- _Written problem_
How many lines in the material below contain the string "stand"? Reply with the number alone.

Entries from a point-annotation set:
= = = = =
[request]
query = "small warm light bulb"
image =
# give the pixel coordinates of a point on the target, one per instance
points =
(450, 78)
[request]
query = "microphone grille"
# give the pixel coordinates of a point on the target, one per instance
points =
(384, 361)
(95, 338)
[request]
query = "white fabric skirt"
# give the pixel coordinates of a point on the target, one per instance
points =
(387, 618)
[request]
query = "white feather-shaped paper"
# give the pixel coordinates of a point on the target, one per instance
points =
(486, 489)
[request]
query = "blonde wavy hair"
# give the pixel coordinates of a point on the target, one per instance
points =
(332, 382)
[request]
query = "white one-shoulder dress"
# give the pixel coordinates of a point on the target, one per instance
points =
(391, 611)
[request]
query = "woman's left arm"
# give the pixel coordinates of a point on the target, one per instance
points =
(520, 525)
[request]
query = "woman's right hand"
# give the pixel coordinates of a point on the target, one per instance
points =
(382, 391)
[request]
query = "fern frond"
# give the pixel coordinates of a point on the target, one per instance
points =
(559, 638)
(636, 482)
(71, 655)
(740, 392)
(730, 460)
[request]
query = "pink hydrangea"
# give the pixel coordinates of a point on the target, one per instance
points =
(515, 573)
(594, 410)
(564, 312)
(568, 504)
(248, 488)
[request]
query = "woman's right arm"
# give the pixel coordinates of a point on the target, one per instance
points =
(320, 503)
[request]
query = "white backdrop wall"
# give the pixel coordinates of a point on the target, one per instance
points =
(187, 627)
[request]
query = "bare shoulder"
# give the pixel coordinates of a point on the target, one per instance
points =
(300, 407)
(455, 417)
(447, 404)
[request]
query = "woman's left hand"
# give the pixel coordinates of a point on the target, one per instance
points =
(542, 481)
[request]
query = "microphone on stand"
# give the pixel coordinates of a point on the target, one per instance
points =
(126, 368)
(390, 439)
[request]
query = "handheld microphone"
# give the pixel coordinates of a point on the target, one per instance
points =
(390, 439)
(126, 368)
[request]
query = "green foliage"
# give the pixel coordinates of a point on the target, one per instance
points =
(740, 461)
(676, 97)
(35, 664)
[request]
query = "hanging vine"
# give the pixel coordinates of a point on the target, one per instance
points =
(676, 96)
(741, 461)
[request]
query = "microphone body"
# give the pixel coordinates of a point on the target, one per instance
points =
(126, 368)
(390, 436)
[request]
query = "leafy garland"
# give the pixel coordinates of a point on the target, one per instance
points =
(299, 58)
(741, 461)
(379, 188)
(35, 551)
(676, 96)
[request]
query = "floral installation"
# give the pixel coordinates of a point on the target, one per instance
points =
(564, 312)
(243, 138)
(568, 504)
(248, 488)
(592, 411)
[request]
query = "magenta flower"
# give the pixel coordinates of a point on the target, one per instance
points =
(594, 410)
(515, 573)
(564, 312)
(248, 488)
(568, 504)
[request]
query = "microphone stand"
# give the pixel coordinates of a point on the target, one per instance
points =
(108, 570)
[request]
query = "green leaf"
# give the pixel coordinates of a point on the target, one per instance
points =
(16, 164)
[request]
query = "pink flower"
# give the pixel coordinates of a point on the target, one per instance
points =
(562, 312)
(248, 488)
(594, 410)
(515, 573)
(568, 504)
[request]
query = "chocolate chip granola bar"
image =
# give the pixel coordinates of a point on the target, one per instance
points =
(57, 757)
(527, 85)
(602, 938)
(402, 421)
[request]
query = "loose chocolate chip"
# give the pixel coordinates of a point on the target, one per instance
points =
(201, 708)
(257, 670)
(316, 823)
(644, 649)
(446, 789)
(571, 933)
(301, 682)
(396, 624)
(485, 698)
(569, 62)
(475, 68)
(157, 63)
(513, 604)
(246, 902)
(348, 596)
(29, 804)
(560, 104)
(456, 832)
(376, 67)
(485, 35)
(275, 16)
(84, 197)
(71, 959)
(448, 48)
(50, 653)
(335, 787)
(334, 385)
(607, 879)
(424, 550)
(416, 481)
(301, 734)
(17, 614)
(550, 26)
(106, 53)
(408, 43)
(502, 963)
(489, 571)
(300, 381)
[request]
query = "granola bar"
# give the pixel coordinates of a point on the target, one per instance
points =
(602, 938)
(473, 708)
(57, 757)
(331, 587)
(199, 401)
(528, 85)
= = = = =
- _Exercise output_
2